Newswise — If an ocean gets too acidic for a coral’s liking, it can’t just swim away and find a nicer place to live. So how can corals survive in changing waters? Coral reefs sustain fisheries that feed millions of people, provide protection to coastlines from storms, and bolster economies through tourism. But with climate change altering ocean conditions important for healthy coral, the future of coral reefs is unclear.

Dr. Hollie Putnam, a National Science Foundation Ocean Sciences Post-Doctoral Fellow, is researching the mechanisms that corals use to respond to altered ocean conditions. Her work in the Hawai’i Institute of Marine Biology at the University of Hawai’i at Mānoa is revealing that some coral are responding to climate change by changing markings on their DNA to modify what the DNA produces. Like punctuation marks in an alphabet, this changes the result (proteins made) without altering the original letters (the DNA). Although this is a known phenomenon in many organisms, how coral use this to their advantage is largely a mystery.

Putnam recently investigated two species of coral in Kane’ohe Bay off the coast of the Hawaiian island of O’ahu. Montipora capitata, known as the rice coral, is a species common to Hawai’i that is environmentally resistant. Pocillopora damicornis, the cauliflower coral, is found throughout the Pacific and Indo-Pacific regions and is more environmentally susceptible.

To answer the question of how the corals respond differently to environmental changes, Putnam performed an experiment in which she altered the acidity levels on the corals in the lab. She housed some corals in normal water at natural pH levels, and other corals in more acidic water. Putnam monitored changes in growth, physiology, and DNA methylation, a process that modifies what genes make by editing the regulatory markers on DNA.

She found that the rice coral was not substantially affected by the acidic water, indicating high environmental resistance, but the cauliflower coral showed stunted growth, altered physiology, and increased levels of DNA methylation—a dramatic response to acidity.

Why do the two coral species differ so greatly in their response? The rice coral is more resistant because it may not sense pH changes in the water, or it could buffer itself to these changes. Putnam says this could indicate “it’s not getting the same sort of environmental signal,” which could mean that “corals are potentially not experiencing the environment in the same way.”

The cauliflower coral, which was vulnerable to acidification, showed an increase in DNA methylation. This ability to regulate what the DNA produces may be a mechanism by which this species responds to environmental perturbations. While it might appear that this tactic of modifying DNA markers leads to environmental susceptibility, Putnam explains that the process is much more complex.

*Region pointing data*
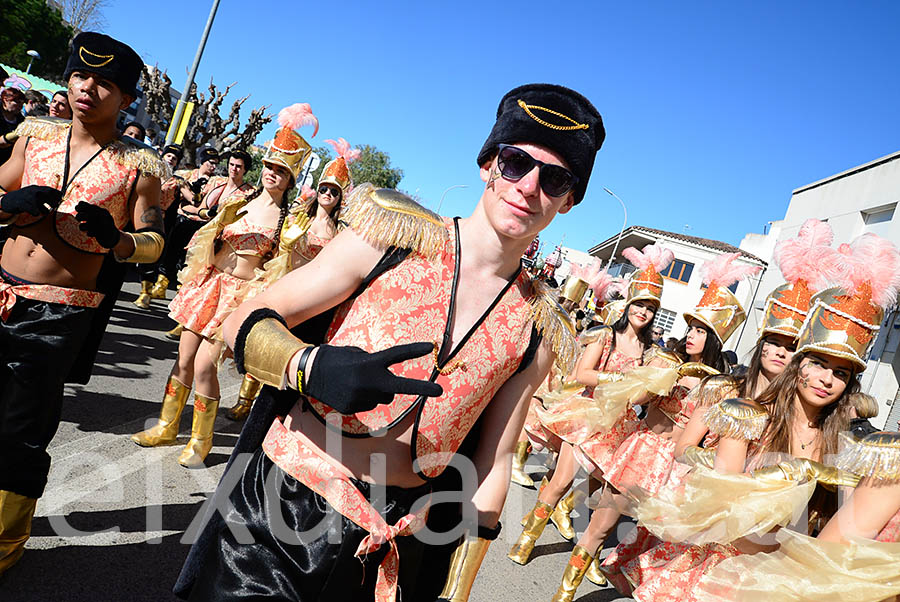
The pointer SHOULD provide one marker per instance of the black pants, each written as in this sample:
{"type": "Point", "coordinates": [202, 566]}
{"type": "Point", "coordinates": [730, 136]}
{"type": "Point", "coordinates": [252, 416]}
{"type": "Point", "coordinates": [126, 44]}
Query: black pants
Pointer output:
{"type": "Point", "coordinates": [179, 237]}
{"type": "Point", "coordinates": [39, 342]}
{"type": "Point", "coordinates": [315, 569]}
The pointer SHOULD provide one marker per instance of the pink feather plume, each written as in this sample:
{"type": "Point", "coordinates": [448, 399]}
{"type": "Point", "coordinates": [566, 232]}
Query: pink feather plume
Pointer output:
{"type": "Point", "coordinates": [724, 272]}
{"type": "Point", "coordinates": [809, 257]}
{"type": "Point", "coordinates": [342, 148]}
{"type": "Point", "coordinates": [306, 192]}
{"type": "Point", "coordinates": [656, 255]}
{"type": "Point", "coordinates": [297, 115]}
{"type": "Point", "coordinates": [875, 261]}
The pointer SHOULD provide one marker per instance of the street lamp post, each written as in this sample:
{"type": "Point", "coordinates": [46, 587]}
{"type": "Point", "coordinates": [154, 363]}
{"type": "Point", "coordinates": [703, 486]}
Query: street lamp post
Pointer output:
{"type": "Point", "coordinates": [445, 194]}
{"type": "Point", "coordinates": [622, 231]}
{"type": "Point", "coordinates": [179, 108]}
{"type": "Point", "coordinates": [34, 54]}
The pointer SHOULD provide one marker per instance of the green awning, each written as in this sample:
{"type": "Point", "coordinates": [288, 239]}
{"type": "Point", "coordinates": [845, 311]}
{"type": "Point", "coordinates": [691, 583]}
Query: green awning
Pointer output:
{"type": "Point", "coordinates": [29, 81]}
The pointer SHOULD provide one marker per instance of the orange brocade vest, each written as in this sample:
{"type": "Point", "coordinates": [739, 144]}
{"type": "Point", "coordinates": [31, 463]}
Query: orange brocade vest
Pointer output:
{"type": "Point", "coordinates": [104, 181]}
{"type": "Point", "coordinates": [411, 303]}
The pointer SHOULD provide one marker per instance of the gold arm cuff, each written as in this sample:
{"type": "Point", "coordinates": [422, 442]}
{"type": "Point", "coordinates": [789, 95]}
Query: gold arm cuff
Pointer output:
{"type": "Point", "coordinates": [464, 565]}
{"type": "Point", "coordinates": [699, 456]}
{"type": "Point", "coordinates": [147, 247]}
{"type": "Point", "coordinates": [268, 351]}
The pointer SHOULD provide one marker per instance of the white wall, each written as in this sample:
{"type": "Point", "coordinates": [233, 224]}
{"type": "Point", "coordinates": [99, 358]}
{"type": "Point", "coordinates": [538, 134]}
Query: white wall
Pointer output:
{"type": "Point", "coordinates": [841, 201]}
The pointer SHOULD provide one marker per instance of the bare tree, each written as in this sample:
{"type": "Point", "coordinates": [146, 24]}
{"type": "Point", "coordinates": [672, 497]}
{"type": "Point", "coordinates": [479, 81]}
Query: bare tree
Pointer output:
{"type": "Point", "coordinates": [83, 14]}
{"type": "Point", "coordinates": [206, 125]}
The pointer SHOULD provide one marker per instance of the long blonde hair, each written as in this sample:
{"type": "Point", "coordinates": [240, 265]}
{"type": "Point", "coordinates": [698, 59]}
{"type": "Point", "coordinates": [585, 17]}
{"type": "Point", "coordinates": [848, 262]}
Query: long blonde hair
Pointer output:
{"type": "Point", "coordinates": [778, 399]}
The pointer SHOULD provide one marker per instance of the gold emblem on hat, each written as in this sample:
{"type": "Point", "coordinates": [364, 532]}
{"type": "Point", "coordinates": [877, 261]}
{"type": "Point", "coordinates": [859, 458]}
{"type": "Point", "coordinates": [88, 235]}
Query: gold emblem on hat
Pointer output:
{"type": "Point", "coordinates": [103, 59]}
{"type": "Point", "coordinates": [565, 128]}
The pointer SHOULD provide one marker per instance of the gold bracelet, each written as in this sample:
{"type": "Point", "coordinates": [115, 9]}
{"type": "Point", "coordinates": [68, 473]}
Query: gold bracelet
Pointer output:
{"type": "Point", "coordinates": [148, 247]}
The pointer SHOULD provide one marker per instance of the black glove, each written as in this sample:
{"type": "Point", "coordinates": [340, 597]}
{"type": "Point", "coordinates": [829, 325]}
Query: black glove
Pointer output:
{"type": "Point", "coordinates": [36, 200]}
{"type": "Point", "coordinates": [197, 185]}
{"type": "Point", "coordinates": [351, 380]}
{"type": "Point", "coordinates": [98, 223]}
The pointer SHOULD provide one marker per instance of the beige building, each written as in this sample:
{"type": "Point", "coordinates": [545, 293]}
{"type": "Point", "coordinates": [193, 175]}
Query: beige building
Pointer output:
{"type": "Point", "coordinates": [861, 199]}
{"type": "Point", "coordinates": [683, 281]}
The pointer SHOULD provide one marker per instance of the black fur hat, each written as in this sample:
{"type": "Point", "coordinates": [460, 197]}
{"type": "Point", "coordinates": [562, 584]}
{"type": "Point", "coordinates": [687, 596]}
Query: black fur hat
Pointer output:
{"type": "Point", "coordinates": [107, 57]}
{"type": "Point", "coordinates": [553, 116]}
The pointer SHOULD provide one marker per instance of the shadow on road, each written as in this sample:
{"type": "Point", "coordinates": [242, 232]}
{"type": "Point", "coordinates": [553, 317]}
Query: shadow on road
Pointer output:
{"type": "Point", "coordinates": [138, 572]}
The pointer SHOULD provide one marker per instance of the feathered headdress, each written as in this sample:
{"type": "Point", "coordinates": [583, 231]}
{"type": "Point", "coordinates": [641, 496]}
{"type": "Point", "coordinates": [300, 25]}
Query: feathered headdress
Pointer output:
{"type": "Point", "coordinates": [844, 320]}
{"type": "Point", "coordinates": [337, 170]}
{"type": "Point", "coordinates": [718, 309]}
{"type": "Point", "coordinates": [289, 149]}
{"type": "Point", "coordinates": [342, 148]}
{"type": "Point", "coordinates": [298, 115]}
{"type": "Point", "coordinates": [808, 263]}
{"type": "Point", "coordinates": [651, 262]}
{"type": "Point", "coordinates": [875, 265]}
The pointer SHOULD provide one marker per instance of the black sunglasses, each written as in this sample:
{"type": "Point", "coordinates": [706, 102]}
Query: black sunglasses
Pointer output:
{"type": "Point", "coordinates": [514, 164]}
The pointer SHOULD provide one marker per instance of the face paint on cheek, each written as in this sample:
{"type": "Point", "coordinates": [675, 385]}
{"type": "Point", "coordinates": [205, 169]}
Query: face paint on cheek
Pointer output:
{"type": "Point", "coordinates": [495, 175]}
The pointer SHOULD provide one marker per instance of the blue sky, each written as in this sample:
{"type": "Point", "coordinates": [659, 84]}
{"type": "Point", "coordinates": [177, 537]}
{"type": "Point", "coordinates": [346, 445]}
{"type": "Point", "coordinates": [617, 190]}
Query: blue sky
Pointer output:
{"type": "Point", "coordinates": [714, 110]}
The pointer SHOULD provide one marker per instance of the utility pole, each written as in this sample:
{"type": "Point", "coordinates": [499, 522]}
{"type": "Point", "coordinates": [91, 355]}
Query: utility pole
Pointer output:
{"type": "Point", "coordinates": [179, 108]}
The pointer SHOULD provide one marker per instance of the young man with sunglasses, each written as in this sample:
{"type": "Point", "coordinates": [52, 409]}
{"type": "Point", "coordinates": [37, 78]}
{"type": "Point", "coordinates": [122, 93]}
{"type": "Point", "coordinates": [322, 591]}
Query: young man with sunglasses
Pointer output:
{"type": "Point", "coordinates": [80, 198]}
{"type": "Point", "coordinates": [468, 336]}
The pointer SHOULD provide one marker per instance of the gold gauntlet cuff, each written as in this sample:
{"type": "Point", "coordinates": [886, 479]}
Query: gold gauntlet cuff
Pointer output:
{"type": "Point", "coordinates": [147, 247]}
{"type": "Point", "coordinates": [464, 565]}
{"type": "Point", "coordinates": [609, 377]}
{"type": "Point", "coordinates": [268, 351]}
{"type": "Point", "coordinates": [699, 456]}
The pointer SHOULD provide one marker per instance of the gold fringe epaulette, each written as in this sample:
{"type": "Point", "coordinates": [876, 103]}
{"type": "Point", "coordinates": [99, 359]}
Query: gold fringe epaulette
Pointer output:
{"type": "Point", "coordinates": [135, 155]}
{"type": "Point", "coordinates": [43, 128]}
{"type": "Point", "coordinates": [555, 325]}
{"type": "Point", "coordinates": [388, 218]}
{"type": "Point", "coordinates": [714, 389]}
{"type": "Point", "coordinates": [669, 359]}
{"type": "Point", "coordinates": [737, 418]}
{"type": "Point", "coordinates": [877, 456]}
{"type": "Point", "coordinates": [592, 335]}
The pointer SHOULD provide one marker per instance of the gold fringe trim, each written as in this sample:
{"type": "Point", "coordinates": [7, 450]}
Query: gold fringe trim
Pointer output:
{"type": "Point", "coordinates": [661, 357]}
{"type": "Point", "coordinates": [714, 389]}
{"type": "Point", "coordinates": [876, 456]}
{"type": "Point", "coordinates": [555, 325]}
{"type": "Point", "coordinates": [43, 128]}
{"type": "Point", "coordinates": [712, 507]}
{"type": "Point", "coordinates": [142, 158]}
{"type": "Point", "coordinates": [387, 218]}
{"type": "Point", "coordinates": [742, 419]}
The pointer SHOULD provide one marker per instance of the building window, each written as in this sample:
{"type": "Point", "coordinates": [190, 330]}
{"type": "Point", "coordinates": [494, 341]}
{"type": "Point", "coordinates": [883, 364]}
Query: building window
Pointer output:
{"type": "Point", "coordinates": [665, 319]}
{"type": "Point", "coordinates": [732, 287]}
{"type": "Point", "coordinates": [679, 270]}
{"type": "Point", "coordinates": [878, 219]}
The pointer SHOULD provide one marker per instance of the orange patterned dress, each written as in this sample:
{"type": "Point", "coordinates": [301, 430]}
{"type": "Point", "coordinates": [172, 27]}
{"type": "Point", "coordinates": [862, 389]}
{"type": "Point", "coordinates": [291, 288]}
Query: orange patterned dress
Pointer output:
{"type": "Point", "coordinates": [409, 303]}
{"type": "Point", "coordinates": [203, 302]}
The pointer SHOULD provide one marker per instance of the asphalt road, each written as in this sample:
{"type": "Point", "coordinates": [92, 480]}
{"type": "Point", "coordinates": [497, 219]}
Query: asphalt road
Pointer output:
{"type": "Point", "coordinates": [110, 522]}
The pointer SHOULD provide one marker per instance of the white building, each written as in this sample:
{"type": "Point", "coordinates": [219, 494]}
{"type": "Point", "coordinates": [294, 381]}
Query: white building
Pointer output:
{"type": "Point", "coordinates": [683, 283]}
{"type": "Point", "coordinates": [859, 200]}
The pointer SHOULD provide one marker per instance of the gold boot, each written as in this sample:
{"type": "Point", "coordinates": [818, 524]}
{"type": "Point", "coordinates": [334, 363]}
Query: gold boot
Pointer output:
{"type": "Point", "coordinates": [534, 526]}
{"type": "Point", "coordinates": [560, 515]}
{"type": "Point", "coordinates": [175, 333]}
{"type": "Point", "coordinates": [520, 456]}
{"type": "Point", "coordinates": [166, 429]}
{"type": "Point", "coordinates": [143, 300]}
{"type": "Point", "coordinates": [579, 562]}
{"type": "Point", "coordinates": [198, 447]}
{"type": "Point", "coordinates": [594, 574]}
{"type": "Point", "coordinates": [249, 390]}
{"type": "Point", "coordinates": [16, 512]}
{"type": "Point", "coordinates": [158, 290]}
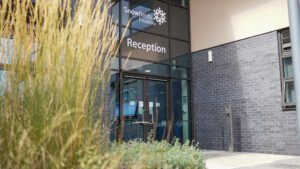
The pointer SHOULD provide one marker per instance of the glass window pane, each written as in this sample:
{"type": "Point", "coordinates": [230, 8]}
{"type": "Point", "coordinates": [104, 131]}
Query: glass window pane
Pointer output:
{"type": "Point", "coordinates": [184, 3]}
{"type": "Point", "coordinates": [114, 11]}
{"type": "Point", "coordinates": [145, 46]}
{"type": "Point", "coordinates": [151, 15]}
{"type": "Point", "coordinates": [145, 67]}
{"type": "Point", "coordinates": [180, 53]}
{"type": "Point", "coordinates": [114, 63]}
{"type": "Point", "coordinates": [114, 105]}
{"type": "Point", "coordinates": [180, 72]}
{"type": "Point", "coordinates": [288, 67]}
{"type": "Point", "coordinates": [181, 99]}
{"type": "Point", "coordinates": [290, 92]}
{"type": "Point", "coordinates": [181, 130]}
{"type": "Point", "coordinates": [179, 23]}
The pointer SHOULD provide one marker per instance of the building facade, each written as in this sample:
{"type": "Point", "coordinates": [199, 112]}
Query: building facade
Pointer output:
{"type": "Point", "coordinates": [251, 71]}
{"type": "Point", "coordinates": [182, 63]}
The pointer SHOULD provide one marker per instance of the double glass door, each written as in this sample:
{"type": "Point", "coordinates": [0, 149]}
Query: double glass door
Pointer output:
{"type": "Point", "coordinates": [145, 107]}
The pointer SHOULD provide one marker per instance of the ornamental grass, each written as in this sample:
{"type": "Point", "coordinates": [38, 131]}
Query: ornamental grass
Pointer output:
{"type": "Point", "coordinates": [54, 68]}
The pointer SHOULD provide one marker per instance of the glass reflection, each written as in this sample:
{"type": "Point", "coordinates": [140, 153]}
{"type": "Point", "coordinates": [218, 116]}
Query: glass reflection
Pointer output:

*Explore the material*
• a. In the coral article, which species was not substantially affected by the acidic water?
• b. Continue the article on corals and ocean acidity from the point where it stops.

*Answers in order*
• a. The rice coral, Montipora capitata.

• b.
“Just because there was a decline in growth in Pocillopora that correlated with flexibility, doesn’t necessarily mean that methylation is bad.” The changes to the markers on the DNA of adults could potentially transfer to offspring and benefit them so that they are more prepared to live in an acidic environment, explains Putnam, because “they’re getting a signal from the parent which may allow them to perform in a better way in that same type of condition in the future.”These edits to DNA markings also are “generating more variation, which then has the possibility to be acted on by natural selection,” Putnam continues, creating differences amongst organisms that can have crucial evolutionary effects across generations.

It is still unclear what the overall effects of DNA methylation are for coral. If it leads to more viable offspring, then corals capable of regulating their DNA may be more successful on a long-term scale. But if DNA methylation does not confer benefits across generations, and instead is an ineffective method of coping with change, then more resistant corals are likely to thrive in future acidic oceans.

Better understanding of this mechanism can lead to improved practices for conservation of coral reefs. In a process called “pre-conditioning,” corals are exposed to treatments of certain pH levels or temperature that induce alterations to DNA markings. While most studies of pre-conditioning have been done in the laboratory, it is possible to apply this technique to wild coral. If DNA methylation yields benefits for offspring, pre-conditioning corals would prepare future generations to succeed in particular environments, but more must be known about this process before it could be adopted on a large scale.

Preserving the coral reefs benefits humans and ecosystems alike. Knowing corals from the inside-out is a major step in making successful ocean conservation a reality. Putnam presented her research at the 2016 annual meeting of the Society for Integrative and Comparative Biology in Portland, Oregon.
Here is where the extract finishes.